SHORT EXERCISE A - In the forum thread below, what boost level does TurboA3 offer to raise his car to?
======
Whatever... you run 15psi 3300lb car...120 trap.. http://****************.com/smile/emthup.gif 
So whats up... you wanna run that 2200lbs gti or what??? since it only traps 123?


----------



## TurboA3 (Nov 8, 2002)

*Re: who has the fastest 2.0T (ItsukiVR6)*

LISTEN IM NOT HERE TO ARGUE WITH YOU BUT IF A 2500 LBS CAR DOES A TRAP AT 123 AND A 3300 LBS CAR DOES A TRAP AT 120 WHAT DOES THAT TELL YOU


----------



## TurboA3 (Nov 8, 2002)

*Re: who has the fastest 2.0T (ItsukiVR6)*

HEY WHAT EVER BUT I DONT RACE FOR MONEY CAUSE I CASE YOU FORGOT IM BROKER THAN BROKE














SO IF YOU WANNA STILL RUN WHAT HIGHWAY DO YOU WANT


----------



## TurboA3 (Nov 8, 2002)

*Re: who has the fastest 2.0T (ItsukiVR6)*

AND JUST FOR YOU ILL RAISE THE BOOST TO 20-21 PSI IF IT BLOWS IT BLOWS ALL IT IS IS A DAYS WORK


----------



## ItsukiVR6 (Jun 8, 2001)

*Re: who has the fastest 2.0T (VWTECH75)*

Nope who said i know everything and but anything... But all it takes is comon friggin sense... to realize the facts... Maybe i am the only one who voice my opinion... Remeber you guys are the one that started the post in the drag racing forum saying your cars were so much quicker and better then ours...And who is putting anyone elses cars down i know sure as hell i didn't... Did i say his car didn't trap 120? No i didn't cause i know it trapped 120 but i know it was at more then 13psi....Putting a persons car down is saying it's a peice of crap or slow or this or that.. but questioning what a car is running its just questioning the facts...
======
SHORT EXERCISE B - Duplicate the lines of the listing below, starting at the line that contains "Detect each tree in the image above." and ending at the line that contains "[89,261,612,426]", both included.

MATERIAL SHOWN -
======
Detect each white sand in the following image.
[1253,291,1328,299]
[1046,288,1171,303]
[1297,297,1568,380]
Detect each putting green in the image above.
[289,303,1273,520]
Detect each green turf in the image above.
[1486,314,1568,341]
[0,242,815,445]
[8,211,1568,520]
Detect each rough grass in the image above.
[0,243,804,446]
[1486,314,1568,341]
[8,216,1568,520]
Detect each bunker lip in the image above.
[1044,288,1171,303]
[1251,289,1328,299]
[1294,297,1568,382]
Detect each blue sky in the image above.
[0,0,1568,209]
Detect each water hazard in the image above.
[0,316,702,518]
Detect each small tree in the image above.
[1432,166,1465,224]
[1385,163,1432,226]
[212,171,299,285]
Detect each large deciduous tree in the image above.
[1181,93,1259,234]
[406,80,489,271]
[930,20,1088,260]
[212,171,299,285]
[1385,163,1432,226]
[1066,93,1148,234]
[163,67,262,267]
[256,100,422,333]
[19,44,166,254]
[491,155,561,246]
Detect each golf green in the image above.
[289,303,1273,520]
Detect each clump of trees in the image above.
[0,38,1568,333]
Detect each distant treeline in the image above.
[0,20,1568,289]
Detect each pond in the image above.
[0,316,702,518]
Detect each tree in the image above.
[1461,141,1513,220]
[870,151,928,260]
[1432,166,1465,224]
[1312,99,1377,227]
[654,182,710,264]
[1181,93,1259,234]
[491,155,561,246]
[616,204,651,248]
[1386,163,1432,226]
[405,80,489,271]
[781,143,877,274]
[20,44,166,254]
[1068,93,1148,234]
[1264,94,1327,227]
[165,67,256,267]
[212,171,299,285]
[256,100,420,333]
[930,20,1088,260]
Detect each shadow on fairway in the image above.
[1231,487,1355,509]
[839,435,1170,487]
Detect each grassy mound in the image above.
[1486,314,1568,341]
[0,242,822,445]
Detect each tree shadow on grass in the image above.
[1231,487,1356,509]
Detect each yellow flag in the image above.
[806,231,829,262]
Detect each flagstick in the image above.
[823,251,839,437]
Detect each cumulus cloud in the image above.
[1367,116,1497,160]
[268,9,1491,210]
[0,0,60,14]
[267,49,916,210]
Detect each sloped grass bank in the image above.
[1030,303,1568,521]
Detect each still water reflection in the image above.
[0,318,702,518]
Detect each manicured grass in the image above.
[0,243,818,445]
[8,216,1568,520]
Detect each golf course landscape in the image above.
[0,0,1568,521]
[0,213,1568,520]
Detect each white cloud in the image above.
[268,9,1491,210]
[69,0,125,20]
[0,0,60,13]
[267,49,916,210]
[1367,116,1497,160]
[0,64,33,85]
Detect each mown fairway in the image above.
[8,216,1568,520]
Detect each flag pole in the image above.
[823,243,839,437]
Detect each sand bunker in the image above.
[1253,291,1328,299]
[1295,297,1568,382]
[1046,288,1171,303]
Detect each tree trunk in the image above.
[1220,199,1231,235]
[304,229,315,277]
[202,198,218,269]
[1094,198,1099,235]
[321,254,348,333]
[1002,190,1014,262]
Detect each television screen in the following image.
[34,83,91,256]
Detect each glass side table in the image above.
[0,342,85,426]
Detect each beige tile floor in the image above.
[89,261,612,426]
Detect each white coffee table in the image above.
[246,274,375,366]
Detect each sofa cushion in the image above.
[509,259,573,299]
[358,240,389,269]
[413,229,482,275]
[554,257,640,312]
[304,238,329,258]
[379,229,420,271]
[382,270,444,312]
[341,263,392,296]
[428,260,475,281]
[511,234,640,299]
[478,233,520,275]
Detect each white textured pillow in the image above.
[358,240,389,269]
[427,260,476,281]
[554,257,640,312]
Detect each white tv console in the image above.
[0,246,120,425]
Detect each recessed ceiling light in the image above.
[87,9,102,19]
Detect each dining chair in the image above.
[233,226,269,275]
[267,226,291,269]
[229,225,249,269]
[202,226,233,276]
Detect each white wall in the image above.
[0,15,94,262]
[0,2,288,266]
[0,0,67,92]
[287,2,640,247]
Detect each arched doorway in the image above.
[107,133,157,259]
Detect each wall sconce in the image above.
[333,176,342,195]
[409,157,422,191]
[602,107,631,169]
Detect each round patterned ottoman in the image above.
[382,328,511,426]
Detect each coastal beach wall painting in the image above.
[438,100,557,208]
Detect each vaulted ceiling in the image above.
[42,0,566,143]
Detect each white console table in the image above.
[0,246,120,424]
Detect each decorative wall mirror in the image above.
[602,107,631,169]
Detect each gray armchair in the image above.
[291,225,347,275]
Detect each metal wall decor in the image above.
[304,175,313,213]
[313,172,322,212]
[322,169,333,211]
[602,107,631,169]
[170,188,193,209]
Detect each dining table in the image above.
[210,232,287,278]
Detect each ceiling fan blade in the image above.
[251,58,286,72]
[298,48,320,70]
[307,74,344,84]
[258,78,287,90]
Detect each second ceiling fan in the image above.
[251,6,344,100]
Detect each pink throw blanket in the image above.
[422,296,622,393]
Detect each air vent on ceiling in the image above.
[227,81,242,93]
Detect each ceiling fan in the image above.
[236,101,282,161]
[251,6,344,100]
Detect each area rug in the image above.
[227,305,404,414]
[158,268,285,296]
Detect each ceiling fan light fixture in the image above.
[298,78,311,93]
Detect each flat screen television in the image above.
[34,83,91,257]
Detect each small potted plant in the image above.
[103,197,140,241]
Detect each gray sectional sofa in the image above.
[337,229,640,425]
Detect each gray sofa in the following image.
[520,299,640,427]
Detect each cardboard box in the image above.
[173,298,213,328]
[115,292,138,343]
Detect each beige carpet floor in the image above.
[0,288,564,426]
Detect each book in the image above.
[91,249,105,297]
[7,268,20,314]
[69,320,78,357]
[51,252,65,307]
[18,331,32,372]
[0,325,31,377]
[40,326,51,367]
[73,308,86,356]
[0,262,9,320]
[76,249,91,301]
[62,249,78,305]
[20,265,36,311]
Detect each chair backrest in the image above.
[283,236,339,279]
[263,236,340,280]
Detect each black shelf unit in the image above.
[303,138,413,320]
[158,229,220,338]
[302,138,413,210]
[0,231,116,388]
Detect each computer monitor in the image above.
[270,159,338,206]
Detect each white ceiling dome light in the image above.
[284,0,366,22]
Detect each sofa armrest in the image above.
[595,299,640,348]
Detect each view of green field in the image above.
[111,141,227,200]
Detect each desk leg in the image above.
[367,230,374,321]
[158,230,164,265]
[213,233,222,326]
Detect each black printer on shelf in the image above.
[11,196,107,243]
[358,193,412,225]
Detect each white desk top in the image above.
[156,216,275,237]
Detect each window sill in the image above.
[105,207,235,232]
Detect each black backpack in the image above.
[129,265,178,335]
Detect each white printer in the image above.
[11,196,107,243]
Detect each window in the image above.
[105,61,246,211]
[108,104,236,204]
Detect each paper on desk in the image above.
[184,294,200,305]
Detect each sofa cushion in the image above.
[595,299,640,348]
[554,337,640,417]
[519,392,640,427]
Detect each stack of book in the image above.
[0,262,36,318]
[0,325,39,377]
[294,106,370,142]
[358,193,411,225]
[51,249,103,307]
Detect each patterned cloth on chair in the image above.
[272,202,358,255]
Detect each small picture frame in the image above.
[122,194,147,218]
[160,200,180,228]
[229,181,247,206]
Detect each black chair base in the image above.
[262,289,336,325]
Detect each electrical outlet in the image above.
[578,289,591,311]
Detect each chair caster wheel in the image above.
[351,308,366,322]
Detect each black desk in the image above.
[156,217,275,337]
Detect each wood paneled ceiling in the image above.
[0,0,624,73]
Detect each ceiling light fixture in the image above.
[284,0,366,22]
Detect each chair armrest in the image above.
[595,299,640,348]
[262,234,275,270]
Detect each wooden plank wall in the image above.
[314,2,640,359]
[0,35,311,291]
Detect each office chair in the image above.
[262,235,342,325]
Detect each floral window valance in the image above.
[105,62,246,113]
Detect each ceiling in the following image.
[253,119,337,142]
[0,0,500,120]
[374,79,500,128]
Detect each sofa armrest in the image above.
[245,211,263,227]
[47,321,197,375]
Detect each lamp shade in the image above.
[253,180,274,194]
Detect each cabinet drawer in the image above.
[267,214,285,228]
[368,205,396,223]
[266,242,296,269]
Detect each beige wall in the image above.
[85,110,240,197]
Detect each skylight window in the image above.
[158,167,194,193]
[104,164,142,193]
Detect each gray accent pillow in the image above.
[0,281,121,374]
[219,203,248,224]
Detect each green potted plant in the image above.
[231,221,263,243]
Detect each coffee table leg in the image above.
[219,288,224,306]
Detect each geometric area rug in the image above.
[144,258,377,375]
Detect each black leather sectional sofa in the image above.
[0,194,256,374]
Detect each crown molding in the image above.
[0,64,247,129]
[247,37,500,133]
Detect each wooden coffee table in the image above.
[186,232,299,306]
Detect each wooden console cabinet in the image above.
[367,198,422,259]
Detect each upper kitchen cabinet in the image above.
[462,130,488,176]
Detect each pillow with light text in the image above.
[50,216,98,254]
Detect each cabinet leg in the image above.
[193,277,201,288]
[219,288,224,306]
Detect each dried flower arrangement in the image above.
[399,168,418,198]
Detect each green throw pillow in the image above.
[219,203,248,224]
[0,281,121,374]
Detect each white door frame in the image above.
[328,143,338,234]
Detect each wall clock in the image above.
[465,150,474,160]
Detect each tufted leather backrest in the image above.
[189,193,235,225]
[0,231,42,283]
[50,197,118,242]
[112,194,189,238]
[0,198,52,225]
======
WRITTEN ANSWER A - 20-21 PSI

WRITTEN ANSWER B -
Detect each tree in the image above.
[1461,141,1513,220]
[870,151,928,260]
[1432,166,1465,224]
[1312,99,1377,227]
[654,182,710,264]
[1181,93,1259,234]
[491,155,561,246]
[616,204,651,248]
[1386,163,1432,226]
[405,80,489,271]
[781,143,877,274]
[20,44,166,254]
[1068,93,1148,234]
[1264,94,1327,227]
[165,67,256,267]
[212,171,299,285]
[256,100,420,333]
[930,20,1088,260]
Detect each shadow on fairway in the image above.
[1231,487,1355,509]
[839,435,1170,487]
Detect each grassy mound in the image above.
[1486,314,1568,341]
[0,242,822,445]
Detect each tree shadow on grass in the image above.
[1231,487,1356,509]
Detect each yellow flag in the image above.
[806,231,829,262]
Detect each flagstick in the image above.
[823,251,839,437]
Detect each cumulus cloud in the image above.
[1367,116,1497,160]
[268,9,1491,210]
[0,0,60,14]
[267,49,916,210]
Detect each sloped grass bank in the image above.
[1030,303,1568,521]
Detect each still water reflection in the image above.
[0,318,702,518]
Detect each manicured grass in the image above.
[0,243,818,445]
[8,216,1568,520]
Detect each golf course landscape in the image above.
[0,0,1568,521]
[0,213,1568,520]
Detect each white cloud in the image above.
[268,9,1491,210]
[69,0,125,20]
[0,0,60,13]
[267,49,916,210]
[1367,116,1497,160]
[0,64,33,85]
Detect each mown fairway in the image above.
[8,216,1568,520]
Detect each flag pole in the image above.
[823,243,839,437]
Detect each sand bunker in the image above.
[1253,291,1328,299]
[1295,297,1568,382]
[1046,288,1171,303]
Detect each tree trunk in the image above.
[1220,199,1231,235]
[304,229,315,277]
[202,198,218,269]
[1094,198,1099,235]
[321,254,348,333]
[1002,190,1014,262]
Detect each television screen in the following image.
[34,83,91,256]
Detect each glass side table in the image above.
[0,342,85,426]
Detect each beige tile floor in the image above.
[89,261,612,426]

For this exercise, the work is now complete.